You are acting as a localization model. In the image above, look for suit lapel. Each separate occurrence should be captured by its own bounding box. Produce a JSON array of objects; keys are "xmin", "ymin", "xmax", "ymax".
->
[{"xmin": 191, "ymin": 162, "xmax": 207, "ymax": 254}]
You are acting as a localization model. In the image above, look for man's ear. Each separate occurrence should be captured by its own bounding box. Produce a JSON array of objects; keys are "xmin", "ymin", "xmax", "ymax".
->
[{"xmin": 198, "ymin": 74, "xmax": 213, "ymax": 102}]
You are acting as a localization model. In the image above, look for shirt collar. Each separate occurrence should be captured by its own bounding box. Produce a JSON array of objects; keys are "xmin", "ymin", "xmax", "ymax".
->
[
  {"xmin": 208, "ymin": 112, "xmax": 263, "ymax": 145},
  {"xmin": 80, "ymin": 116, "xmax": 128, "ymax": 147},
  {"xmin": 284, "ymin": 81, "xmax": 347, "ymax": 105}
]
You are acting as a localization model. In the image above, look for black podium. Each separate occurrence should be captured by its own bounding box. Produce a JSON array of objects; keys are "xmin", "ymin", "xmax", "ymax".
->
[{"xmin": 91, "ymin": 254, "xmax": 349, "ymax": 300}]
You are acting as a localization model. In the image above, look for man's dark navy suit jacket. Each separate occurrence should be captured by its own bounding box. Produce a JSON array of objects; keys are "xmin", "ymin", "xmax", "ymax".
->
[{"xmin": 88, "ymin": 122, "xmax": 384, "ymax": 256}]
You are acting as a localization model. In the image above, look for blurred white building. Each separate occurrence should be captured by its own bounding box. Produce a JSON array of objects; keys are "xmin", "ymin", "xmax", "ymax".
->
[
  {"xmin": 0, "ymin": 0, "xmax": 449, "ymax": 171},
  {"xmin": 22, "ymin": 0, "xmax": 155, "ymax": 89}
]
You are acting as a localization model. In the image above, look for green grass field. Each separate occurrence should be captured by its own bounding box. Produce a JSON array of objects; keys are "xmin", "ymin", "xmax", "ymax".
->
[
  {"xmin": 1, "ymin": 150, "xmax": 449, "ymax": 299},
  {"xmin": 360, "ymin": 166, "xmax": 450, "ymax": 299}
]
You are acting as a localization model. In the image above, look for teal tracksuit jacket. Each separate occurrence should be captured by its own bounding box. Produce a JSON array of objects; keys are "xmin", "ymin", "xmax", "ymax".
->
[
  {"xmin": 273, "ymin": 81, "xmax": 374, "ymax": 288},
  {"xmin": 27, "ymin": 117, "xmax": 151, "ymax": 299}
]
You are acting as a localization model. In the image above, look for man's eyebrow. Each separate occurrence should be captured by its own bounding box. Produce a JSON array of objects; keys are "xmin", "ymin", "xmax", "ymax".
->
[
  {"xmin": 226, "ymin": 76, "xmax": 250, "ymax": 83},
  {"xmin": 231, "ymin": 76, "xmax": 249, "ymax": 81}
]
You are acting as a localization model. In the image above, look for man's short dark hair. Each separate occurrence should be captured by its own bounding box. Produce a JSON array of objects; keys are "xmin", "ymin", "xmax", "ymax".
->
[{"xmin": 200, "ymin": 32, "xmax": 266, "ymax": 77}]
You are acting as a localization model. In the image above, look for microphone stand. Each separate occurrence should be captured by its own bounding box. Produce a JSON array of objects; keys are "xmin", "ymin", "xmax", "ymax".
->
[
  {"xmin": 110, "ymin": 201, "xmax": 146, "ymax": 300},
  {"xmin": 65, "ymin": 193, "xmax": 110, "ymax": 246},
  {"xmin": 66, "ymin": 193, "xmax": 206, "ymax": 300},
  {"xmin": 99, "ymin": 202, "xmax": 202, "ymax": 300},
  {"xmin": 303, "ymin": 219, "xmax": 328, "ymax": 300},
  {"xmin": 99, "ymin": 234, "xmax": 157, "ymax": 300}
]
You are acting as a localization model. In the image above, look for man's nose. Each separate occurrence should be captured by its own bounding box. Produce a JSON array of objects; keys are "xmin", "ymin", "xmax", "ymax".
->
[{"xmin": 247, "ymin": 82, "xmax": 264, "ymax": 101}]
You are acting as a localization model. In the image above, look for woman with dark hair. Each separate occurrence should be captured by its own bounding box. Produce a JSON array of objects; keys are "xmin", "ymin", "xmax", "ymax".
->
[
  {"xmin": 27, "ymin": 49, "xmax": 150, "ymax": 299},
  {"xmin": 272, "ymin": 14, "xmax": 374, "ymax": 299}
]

•••••

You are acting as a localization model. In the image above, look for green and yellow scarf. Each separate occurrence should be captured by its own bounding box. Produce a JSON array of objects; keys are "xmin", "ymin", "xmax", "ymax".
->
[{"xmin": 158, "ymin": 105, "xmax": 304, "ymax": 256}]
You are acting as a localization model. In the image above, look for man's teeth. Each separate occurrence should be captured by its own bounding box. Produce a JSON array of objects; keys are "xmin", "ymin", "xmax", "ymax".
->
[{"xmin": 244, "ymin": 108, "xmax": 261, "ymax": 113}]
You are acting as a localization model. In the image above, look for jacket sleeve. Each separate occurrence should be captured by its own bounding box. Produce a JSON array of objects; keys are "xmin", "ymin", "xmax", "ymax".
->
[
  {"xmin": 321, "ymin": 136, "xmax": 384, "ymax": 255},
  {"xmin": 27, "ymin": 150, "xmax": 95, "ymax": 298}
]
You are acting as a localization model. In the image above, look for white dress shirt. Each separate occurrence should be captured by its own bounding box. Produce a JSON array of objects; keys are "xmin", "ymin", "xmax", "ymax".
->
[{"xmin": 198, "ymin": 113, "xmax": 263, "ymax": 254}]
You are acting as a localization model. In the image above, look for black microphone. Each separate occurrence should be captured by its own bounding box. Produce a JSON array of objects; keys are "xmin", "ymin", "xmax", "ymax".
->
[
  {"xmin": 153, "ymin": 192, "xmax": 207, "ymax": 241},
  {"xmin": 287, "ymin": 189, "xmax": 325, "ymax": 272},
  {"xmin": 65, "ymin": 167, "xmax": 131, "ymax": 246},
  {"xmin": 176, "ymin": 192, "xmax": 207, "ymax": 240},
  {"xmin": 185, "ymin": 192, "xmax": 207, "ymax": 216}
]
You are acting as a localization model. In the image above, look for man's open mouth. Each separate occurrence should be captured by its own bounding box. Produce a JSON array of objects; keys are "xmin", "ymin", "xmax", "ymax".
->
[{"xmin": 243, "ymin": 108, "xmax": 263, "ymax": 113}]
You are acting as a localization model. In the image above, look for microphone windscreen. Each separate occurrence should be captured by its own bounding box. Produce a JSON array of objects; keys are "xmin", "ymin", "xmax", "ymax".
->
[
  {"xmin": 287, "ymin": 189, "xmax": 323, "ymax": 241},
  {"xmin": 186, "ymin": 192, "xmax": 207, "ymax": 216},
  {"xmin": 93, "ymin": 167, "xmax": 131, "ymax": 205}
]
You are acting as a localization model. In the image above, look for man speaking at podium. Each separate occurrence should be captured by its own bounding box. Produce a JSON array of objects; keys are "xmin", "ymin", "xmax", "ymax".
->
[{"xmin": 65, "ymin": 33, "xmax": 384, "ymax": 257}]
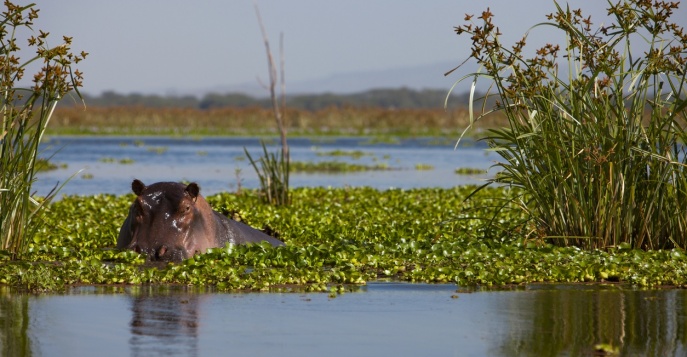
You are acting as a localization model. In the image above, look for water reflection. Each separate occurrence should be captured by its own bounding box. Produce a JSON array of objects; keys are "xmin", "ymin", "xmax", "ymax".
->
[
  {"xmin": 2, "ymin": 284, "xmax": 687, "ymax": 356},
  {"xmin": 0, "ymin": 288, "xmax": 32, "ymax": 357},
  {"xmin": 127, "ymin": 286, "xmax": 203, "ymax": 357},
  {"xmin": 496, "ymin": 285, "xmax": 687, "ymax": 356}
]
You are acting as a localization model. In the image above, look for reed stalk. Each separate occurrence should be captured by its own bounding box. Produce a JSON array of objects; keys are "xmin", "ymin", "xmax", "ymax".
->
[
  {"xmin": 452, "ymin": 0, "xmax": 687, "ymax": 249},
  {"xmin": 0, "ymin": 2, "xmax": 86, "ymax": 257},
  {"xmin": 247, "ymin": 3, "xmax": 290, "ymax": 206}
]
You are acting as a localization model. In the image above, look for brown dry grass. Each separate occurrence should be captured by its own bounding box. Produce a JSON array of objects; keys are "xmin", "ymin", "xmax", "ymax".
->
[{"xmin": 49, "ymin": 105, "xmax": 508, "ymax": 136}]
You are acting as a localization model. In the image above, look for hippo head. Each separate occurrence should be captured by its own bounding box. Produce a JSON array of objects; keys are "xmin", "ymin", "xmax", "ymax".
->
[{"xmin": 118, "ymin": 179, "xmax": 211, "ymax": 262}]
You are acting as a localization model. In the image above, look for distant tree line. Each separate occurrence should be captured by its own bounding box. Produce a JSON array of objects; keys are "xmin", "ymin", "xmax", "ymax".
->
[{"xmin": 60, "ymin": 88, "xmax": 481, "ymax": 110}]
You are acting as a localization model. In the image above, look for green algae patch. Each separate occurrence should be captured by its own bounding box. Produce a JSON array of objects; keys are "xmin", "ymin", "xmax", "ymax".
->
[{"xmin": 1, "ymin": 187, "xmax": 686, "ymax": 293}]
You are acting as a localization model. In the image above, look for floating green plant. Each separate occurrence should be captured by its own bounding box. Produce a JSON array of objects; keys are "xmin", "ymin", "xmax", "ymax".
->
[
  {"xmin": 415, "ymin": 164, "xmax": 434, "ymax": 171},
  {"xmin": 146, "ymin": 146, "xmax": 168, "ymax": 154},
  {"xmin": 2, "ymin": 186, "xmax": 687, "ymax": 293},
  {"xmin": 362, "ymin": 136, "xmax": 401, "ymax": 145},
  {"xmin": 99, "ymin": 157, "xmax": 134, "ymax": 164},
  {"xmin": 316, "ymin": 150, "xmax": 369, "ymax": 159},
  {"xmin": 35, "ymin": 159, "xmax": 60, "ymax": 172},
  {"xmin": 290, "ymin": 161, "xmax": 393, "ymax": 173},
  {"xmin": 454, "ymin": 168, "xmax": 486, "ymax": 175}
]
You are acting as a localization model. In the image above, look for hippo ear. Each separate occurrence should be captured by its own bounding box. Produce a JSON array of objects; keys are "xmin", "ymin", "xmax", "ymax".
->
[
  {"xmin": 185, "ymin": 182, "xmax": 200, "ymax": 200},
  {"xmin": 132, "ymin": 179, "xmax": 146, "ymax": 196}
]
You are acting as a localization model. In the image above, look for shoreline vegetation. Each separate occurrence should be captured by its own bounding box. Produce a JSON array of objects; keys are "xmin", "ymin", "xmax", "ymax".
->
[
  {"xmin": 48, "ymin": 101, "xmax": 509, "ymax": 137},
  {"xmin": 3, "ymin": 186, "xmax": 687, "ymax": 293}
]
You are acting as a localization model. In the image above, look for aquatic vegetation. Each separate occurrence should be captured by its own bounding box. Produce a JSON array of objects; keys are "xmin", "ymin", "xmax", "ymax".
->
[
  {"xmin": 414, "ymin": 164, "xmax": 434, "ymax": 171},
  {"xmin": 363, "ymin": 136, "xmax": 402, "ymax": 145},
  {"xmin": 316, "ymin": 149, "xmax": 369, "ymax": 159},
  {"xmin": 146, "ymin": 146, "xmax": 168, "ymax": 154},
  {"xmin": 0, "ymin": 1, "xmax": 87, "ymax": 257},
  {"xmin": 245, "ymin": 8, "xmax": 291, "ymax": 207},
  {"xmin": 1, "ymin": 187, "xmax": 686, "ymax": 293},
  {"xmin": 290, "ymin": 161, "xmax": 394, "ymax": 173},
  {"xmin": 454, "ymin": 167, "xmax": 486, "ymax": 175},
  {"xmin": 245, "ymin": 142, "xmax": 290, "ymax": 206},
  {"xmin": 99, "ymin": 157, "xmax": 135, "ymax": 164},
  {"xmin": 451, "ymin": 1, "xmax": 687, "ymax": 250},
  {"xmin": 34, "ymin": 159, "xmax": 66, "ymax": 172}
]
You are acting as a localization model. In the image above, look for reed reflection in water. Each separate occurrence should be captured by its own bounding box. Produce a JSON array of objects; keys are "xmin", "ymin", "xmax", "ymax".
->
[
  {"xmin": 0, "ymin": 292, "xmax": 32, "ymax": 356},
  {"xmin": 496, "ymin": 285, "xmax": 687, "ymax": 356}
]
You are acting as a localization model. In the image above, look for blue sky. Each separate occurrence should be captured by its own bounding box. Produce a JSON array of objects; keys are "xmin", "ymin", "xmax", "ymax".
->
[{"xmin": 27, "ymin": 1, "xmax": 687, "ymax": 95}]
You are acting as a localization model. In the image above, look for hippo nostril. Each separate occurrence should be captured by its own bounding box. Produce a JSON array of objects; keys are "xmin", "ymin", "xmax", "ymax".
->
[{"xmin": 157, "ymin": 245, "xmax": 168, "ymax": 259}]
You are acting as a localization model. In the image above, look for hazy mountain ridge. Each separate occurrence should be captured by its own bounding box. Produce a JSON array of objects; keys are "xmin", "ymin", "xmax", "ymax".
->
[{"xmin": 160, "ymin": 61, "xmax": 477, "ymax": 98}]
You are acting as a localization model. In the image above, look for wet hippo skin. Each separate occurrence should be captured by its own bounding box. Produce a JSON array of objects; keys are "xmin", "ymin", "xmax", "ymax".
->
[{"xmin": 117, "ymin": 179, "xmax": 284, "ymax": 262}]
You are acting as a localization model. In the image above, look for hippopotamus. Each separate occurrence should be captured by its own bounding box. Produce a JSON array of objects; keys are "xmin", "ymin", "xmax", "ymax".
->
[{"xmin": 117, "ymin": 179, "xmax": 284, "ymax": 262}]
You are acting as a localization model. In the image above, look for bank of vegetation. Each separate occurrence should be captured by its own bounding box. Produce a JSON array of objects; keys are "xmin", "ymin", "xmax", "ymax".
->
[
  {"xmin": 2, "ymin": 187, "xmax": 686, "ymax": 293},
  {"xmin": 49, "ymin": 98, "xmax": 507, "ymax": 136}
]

•••••

Action item:
Within the entries above, count each line holding the string "dark". Give only the result.

Answer box:
3